[Action item]: Considering the entries that follow, report how many lines include the string "negative", giving the number alone.
*** Block opens ***
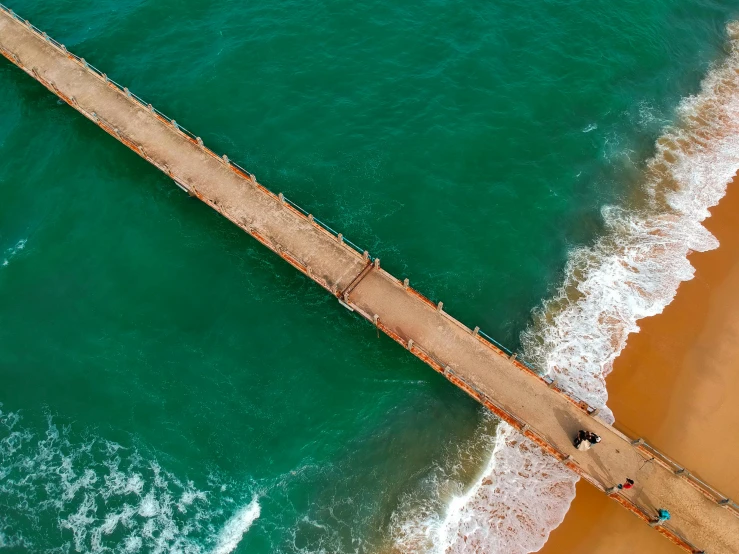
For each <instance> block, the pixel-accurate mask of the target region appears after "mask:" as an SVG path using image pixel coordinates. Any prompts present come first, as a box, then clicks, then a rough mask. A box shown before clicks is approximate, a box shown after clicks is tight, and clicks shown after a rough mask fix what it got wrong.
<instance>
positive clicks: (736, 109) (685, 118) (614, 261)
mask: <svg viewBox="0 0 739 554" xmlns="http://www.w3.org/2000/svg"><path fill="white" fill-rule="evenodd" d="M727 35H728V37H729V41H730V42H729V46H730V52H729V55H728V57H727V59H726V60H725V61H724V62H723V63H721V64H720V65H717V66H716V67H714V68H713V69H711V71H709V73H708V75H707V76H706V78H705V79H704V81H703V83H702V85H701V90H700V92H699V93H698V94H696V95H694V96H690V97H688V98H686V99H684V100H683V101H682V102H681V104H680V106H679V108H678V117H677V122H676V124H675V125H674V126H672V127H669V128H668V129H666V131H665V132H664V134H663V135H662V137H661V138H660V139H659V140H658V141H657V144H656V148H655V150H656V151H655V155H654V156H653V157H652V159H651V160H649V162H648V163H647V166H646V171H645V176H644V180H643V183H644V184H643V187H642V188H641V190H639V191H637V194H636V195H635V197H634V198H632V199H631V201H630V202H629V203H628V204H627V206H626V207H612V206H611V207H605V208H604V209H603V211H602V215H603V219H604V221H605V225H606V232H605V233H604V235H603V236H602V237H601V238H600V239H598V240H597V241H596V242H595V244H594V245H593V246H591V247H587V248H578V249H575V250H573V251H572V252H571V253H570V256H569V260H568V262H567V265H566V269H565V278H564V281H563V283H562V285H561V286H560V287H559V288H558V290H557V292H556V293H555V294H554V295H553V297H552V298H550V299H548V300H546V301H544V302H543V304H542V306H541V307H540V308H539V309H537V310H535V312H534V314H533V322H532V324H531V325H530V326H529V328H528V329H527V330H526V331H525V332H524V333H523V334H522V346H523V355H524V357H525V358H526V359H527V360H530V361H532V362H534V363H535V364H536V365H537V366H538V367H539V368H540V369H541V370H542V371H544V372H546V373H548V374H549V375H550V376H552V377H556V378H557V379H558V380H559V383H560V385H561V386H562V388H563V389H564V390H566V391H567V392H568V393H569V394H571V395H573V396H575V397H578V398H580V399H583V400H585V401H587V402H588V404H590V405H591V406H593V407H597V408H601V410H602V412H601V414H602V415H601V417H605V418H611V420H613V415H612V414H611V412H610V411H609V410H608V409H607V407H606V402H607V400H608V394H607V391H606V387H605V377H606V376H607V375H608V373H609V372H610V371H611V370H612V368H613V362H614V360H615V359H616V357H617V356H618V355H619V354H620V352H621V351H622V350H623V348H624V347H625V345H626V340H627V337H628V335H629V334H630V333H635V332H638V331H639V326H638V323H637V322H638V320H639V319H641V318H644V317H649V316H653V315H656V314H658V313H660V312H662V310H663V309H664V308H665V306H667V304H669V303H670V302H671V301H672V299H673V298H674V296H675V294H676V292H677V289H678V287H679V285H680V283H682V282H683V281H687V280H689V279H692V278H693V275H694V269H693V267H692V266H691V264H690V262H689V260H688V255H689V254H690V253H691V252H692V251H705V250H710V249H714V248H717V247H718V241H717V240H716V239H715V237H713V236H712V235H711V234H710V233H709V232H708V231H707V230H706V229H705V228H704V227H703V225H702V222H703V221H704V220H705V219H706V218H707V217H708V216H709V215H710V214H709V211H708V209H709V208H710V207H711V206H714V205H716V204H717V203H718V202H719V200H720V199H721V198H722V197H723V196H724V194H725V192H726V186H727V185H728V183H729V182H730V181H731V180H732V178H733V177H734V176H735V175H736V173H737V170H738V169H739V140H738V139H737V137H739V22H733V23H731V24H729V25H728V27H727ZM576 482H577V478H576V477H575V476H574V475H573V474H571V473H570V472H568V471H566V470H564V469H563V468H562V466H561V464H559V463H557V462H555V461H554V460H553V459H552V458H550V457H549V456H547V455H545V454H544V453H542V452H541V450H540V449H539V448H538V447H536V446H535V445H533V443H531V442H530V441H528V440H526V439H523V438H521V437H520V436H519V435H518V434H517V433H516V432H515V431H514V430H513V429H512V428H511V427H510V426H508V425H506V424H501V425H500V426H499V428H498V431H497V437H496V444H495V448H494V450H493V453H492V456H491V460H490V463H489V464H488V466H487V468H486V470H485V471H484V473H483V475H482V476H481V477H480V479H478V480H477V481H476V482H475V483H474V484H473V485H472V487H471V488H470V489H469V490H468V491H467V493H465V494H464V495H460V496H458V497H456V498H455V499H454V500H453V501H452V502H451V503H450V504H449V506H448V508H447V514H446V517H445V518H444V519H443V522H442V524H441V528H440V529H436V530H434V531H433V533H431V535H432V536H433V537H435V539H436V542H435V544H434V546H433V547H432V548H431V550H432V551H434V552H439V553H441V552H443V553H445V554H453V553H461V552H465V553H470V552H471V553H477V552H500V553H506V554H519V553H520V554H523V553H528V552H534V551H536V550H539V549H540V548H541V547H542V546H543V544H544V542H546V539H547V537H548V535H549V532H550V531H551V529H553V528H555V527H556V526H557V525H559V523H561V521H562V520H563V519H564V515H565V514H566V512H567V510H568V508H569V505H570V503H571V501H572V499H573V498H574V485H575V483H576Z"/></svg>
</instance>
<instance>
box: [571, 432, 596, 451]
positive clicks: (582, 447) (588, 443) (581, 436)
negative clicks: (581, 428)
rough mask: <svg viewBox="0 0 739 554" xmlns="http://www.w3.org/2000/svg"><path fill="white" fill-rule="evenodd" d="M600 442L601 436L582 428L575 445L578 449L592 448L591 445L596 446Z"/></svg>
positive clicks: (578, 433) (574, 444)
mask: <svg viewBox="0 0 739 554" xmlns="http://www.w3.org/2000/svg"><path fill="white" fill-rule="evenodd" d="M599 442H600V437H599V436H598V435H596V434H595V433H591V432H590V431H585V430H584V429H580V430H579V431H578V432H577V437H575V441H574V443H573V444H574V445H575V448H577V449H578V450H582V451H585V450H590V448H591V447H593V446H595V445H596V444H598V443H599Z"/></svg>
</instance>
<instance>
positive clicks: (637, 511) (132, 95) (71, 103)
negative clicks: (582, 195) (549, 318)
mask: <svg viewBox="0 0 739 554" xmlns="http://www.w3.org/2000/svg"><path fill="white" fill-rule="evenodd" d="M0 53H2V54H3V56H4V57H5V58H7V59H8V60H9V61H11V62H12V63H14V64H15V65H17V66H18V67H20V68H21V69H22V70H23V71H25V72H26V73H27V74H28V75H30V76H31V77H33V78H34V79H36V80H38V81H39V82H40V83H41V84H43V85H44V86H45V87H46V88H48V89H49V90H50V91H52V92H53V93H54V94H56V95H57V96H58V97H60V98H61V99H63V100H64V101H65V102H67V103H68V104H69V105H70V106H72V107H73V108H74V109H76V110H77V111H79V112H80V113H82V114H83V115H84V116H85V117H87V118H88V119H90V120H91V121H93V122H94V123H95V124H97V125H98V126H100V127H101V128H102V129H103V130H105V131H106V132H107V133H108V134H110V135H111V136H113V137H114V138H116V139H117V140H119V141H120V142H122V143H124V144H125V145H126V146H128V147H129V148H131V149H132V150H134V151H135V152H137V153H138V154H139V155H141V156H142V157H144V158H145V159H146V160H148V161H149V162H151V163H152V164H153V165H155V166H156V167H158V168H159V169H160V170H161V171H163V172H164V173H166V174H167V175H169V176H170V177H171V178H172V179H173V180H174V181H175V182H176V183H177V184H178V186H180V187H181V188H182V189H183V190H185V191H187V192H188V193H190V194H191V195H193V196H196V197H197V198H199V199H200V200H202V201H203V202H205V203H206V204H208V205H209V206H211V207H212V208H213V209H215V210H216V211H218V212H219V213H221V214H222V215H224V216H225V217H227V218H228V219H230V220H231V221H232V222H233V223H235V224H236V225H238V226H239V227H241V228H242V229H243V230H244V231H246V232H247V233H248V234H250V235H251V236H252V237H254V238H255V239H257V240H258V241H260V242H261V243H262V244H264V245H265V246H266V247H267V248H269V249H270V250H272V251H273V252H275V253H276V254H278V255H279V256H281V257H282V258H283V259H285V260H286V261H287V262H288V263H290V264H292V265H293V266H294V267H295V268H297V269H298V270H299V271H301V272H303V273H304V274H305V275H307V276H308V277H310V278H311V279H313V280H314V281H316V282H317V283H318V284H319V285H321V286H322V287H324V288H325V289H326V290H328V291H329V292H330V293H331V294H333V295H335V296H336V298H337V299H338V300H339V301H340V302H341V303H342V304H343V305H344V307H346V308H348V309H351V310H353V311H355V312H356V313H358V314H360V315H362V316H363V317H365V318H366V319H367V320H369V321H370V322H371V323H372V325H375V326H377V327H378V329H380V330H382V331H383V332H384V333H386V334H387V335H389V336H390V337H392V338H393V339H394V340H395V341H397V342H398V343H399V344H400V345H402V346H403V347H404V348H406V349H408V350H409V351H410V352H411V353H413V354H414V355H416V356H418V357H419V358H421V359H422V360H424V361H425V362H426V363H428V364H429V365H430V366H431V367H433V368H434V369H435V370H436V371H438V372H440V373H442V374H443V375H444V376H445V377H446V378H447V379H448V380H449V381H451V382H452V383H454V384H455V385H457V386H459V387H460V388H462V389H463V390H465V391H466V392H467V393H468V394H469V395H470V396H472V397H473V398H475V399H476V400H477V401H479V402H480V403H482V404H483V405H485V406H486V407H487V408H488V409H489V410H491V411H492V412H494V413H495V414H496V415H498V416H499V417H500V418H502V419H503V420H505V421H507V422H508V423H510V424H511V425H513V426H514V427H516V428H517V429H518V430H519V431H520V432H521V433H522V434H524V435H525V436H526V437H528V438H529V439H531V440H533V441H534V442H535V443H537V444H538V445H539V446H540V447H541V448H542V449H543V450H544V451H545V452H547V453H548V454H549V455H551V456H553V457H555V458H556V459H558V460H560V461H561V462H562V463H563V464H565V465H566V466H567V467H568V468H570V469H571V470H572V471H573V472H575V473H577V474H578V475H580V476H581V477H583V478H585V479H586V480H587V481H588V482H590V483H591V484H592V485H593V486H595V487H596V488H598V489H599V490H601V491H603V492H604V493H605V494H608V495H609V496H610V497H611V498H613V499H614V500H616V501H618V502H619V503H620V504H621V505H622V506H624V507H625V508H627V509H629V510H630V511H631V512H633V513H634V514H635V515H636V516H638V517H640V518H641V519H643V520H645V521H649V520H650V519H652V518H654V517H655V516H656V511H657V509H659V508H665V509H667V510H669V511H670V513H671V514H672V519H671V520H670V521H669V522H667V523H666V524H664V525H660V526H656V527H655V529H656V530H657V531H659V532H660V533H662V534H663V535H665V536H666V537H668V538H669V539H670V540H672V541H673V542H675V543H676V544H678V545H680V546H681V547H683V548H685V549H686V550H688V551H691V552H707V553H711V554H713V553H716V554H718V553H739V506H737V505H736V504H735V503H734V502H733V501H731V500H730V499H728V498H725V497H724V496H723V495H722V494H721V493H719V492H718V491H715V490H714V489H712V488H711V487H710V486H708V485H706V484H705V483H702V482H701V481H700V480H698V479H697V478H695V477H694V476H693V475H692V474H691V473H690V472H689V471H687V470H685V469H684V468H681V467H680V466H679V465H678V464H677V463H675V462H674V461H672V460H670V459H669V458H667V457H666V456H664V455H663V454H661V453H659V452H656V451H655V450H654V449H652V448H650V447H649V446H648V445H646V444H644V443H643V441H640V440H638V439H637V440H634V439H632V438H630V437H627V436H625V435H624V434H623V433H621V432H619V431H618V430H617V429H615V428H614V427H612V426H610V425H608V424H607V423H605V422H604V421H602V420H601V419H599V418H598V417H597V411H594V410H592V408H590V407H589V406H587V405H586V404H585V403H583V402H579V401H578V400H576V399H572V398H570V397H568V396H567V395H565V394H564V393H563V392H562V391H560V390H559V389H558V388H557V387H556V385H555V384H554V383H551V382H549V380H548V379H545V378H542V377H540V376H539V375H537V374H536V373H535V372H533V371H532V370H530V369H529V368H528V367H526V366H525V365H524V364H522V363H520V362H519V361H517V360H515V359H513V358H512V357H511V356H509V355H508V354H507V353H506V352H504V351H503V350H501V349H499V348H498V347H497V346H495V345H494V344H493V343H492V342H491V341H488V340H486V338H484V337H483V336H481V335H480V334H479V333H478V332H477V329H470V328H468V327H466V326H465V325H463V324H462V323H460V322H459V321H457V320H455V319H453V318H452V317H450V316H449V315H448V314H446V313H445V312H444V311H443V307H442V306H440V305H434V304H433V303H431V302H430V301H429V300H427V299H426V298H425V297H423V296H422V295H421V294H419V293H418V292H416V291H414V290H413V289H411V288H410V287H408V285H407V283H403V282H400V281H399V280H398V279H396V278H395V277H393V276H392V275H390V274H388V273H387V272H385V271H384V270H383V269H382V268H381V267H380V264H379V260H373V259H372V258H371V257H370V256H369V254H368V253H367V252H362V251H360V250H358V249H357V248H356V247H355V246H353V245H351V244H350V243H348V242H347V241H346V240H345V239H344V238H343V237H342V236H341V235H340V234H338V233H334V232H331V230H329V229H328V228H326V227H325V226H324V225H322V224H320V223H319V222H318V221H317V220H316V219H315V218H313V217H312V216H311V215H309V214H306V213H304V212H303V211H301V210H300V209H298V208H297V207H295V206H294V205H292V204H291V203H290V202H288V201H287V200H286V199H284V197H283V196H282V195H276V194H274V193H272V192H270V191H269V190H267V189H266V188H264V187H263V186H262V185H260V184H259V183H257V181H256V180H255V179H254V177H253V176H252V175H251V174H250V173H248V172H247V171H245V170H243V169H242V168H240V167H239V166H237V165H236V164H234V163H233V162H231V161H230V160H228V159H227V158H226V157H225V156H218V155H217V154H215V153H213V152H212V151H211V150H209V149H208V148H207V147H205V146H204V145H203V144H202V141H201V140H200V139H198V138H197V137H196V136H194V135H192V134H191V133H189V132H186V131H185V130H184V129H182V128H181V127H180V126H178V125H177V124H176V123H174V122H173V121H171V120H169V119H168V118H166V117H164V116H163V115H162V114H161V113H159V112H157V111H156V110H155V109H154V108H153V107H151V105H149V104H147V103H145V102H143V101H142V100H141V99H139V98H138V97H136V96H135V95H133V94H131V93H130V92H129V91H128V89H126V88H124V87H121V86H120V85H117V84H116V83H114V82H112V81H110V80H109V79H108V78H107V77H106V76H105V75H104V74H102V73H100V72H99V71H98V70H96V69H94V68H93V67H91V66H89V64H88V63H87V62H85V61H84V60H82V59H80V58H78V57H76V56H74V55H73V54H71V53H69V52H68V51H67V50H66V48H65V47H64V46H62V45H60V44H59V43H56V42H55V41H53V40H52V39H50V38H49V37H47V36H46V35H45V34H43V33H42V32H41V31H39V30H38V29H36V28H35V27H33V26H32V25H30V24H29V23H28V22H25V21H23V20H22V19H20V18H19V17H18V16H16V15H15V14H13V13H12V12H11V11H10V10H8V9H7V8H5V7H3V6H2V5H0ZM578 429H588V430H590V431H593V432H595V433H597V434H598V435H600V436H601V437H602V442H601V444H599V445H598V446H597V447H595V448H593V449H592V450H590V451H587V452H580V451H578V450H576V449H575V448H574V447H573V445H572V438H573V437H574V435H575V434H576V432H577V430H578ZM626 477H632V478H634V479H636V486H635V487H634V488H633V489H631V490H628V491H618V490H612V487H614V485H616V484H617V483H620V482H622V481H623V480H624V479H625V478H626Z"/></svg>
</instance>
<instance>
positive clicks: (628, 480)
mask: <svg viewBox="0 0 739 554" xmlns="http://www.w3.org/2000/svg"><path fill="white" fill-rule="evenodd" d="M616 486H617V487H618V488H619V489H621V490H629V489H631V488H633V487H634V480H633V479H629V478H628V477H627V478H626V482H625V483H622V484H619V485H616Z"/></svg>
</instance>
*** Block closes ***
[Output for this exercise]: 2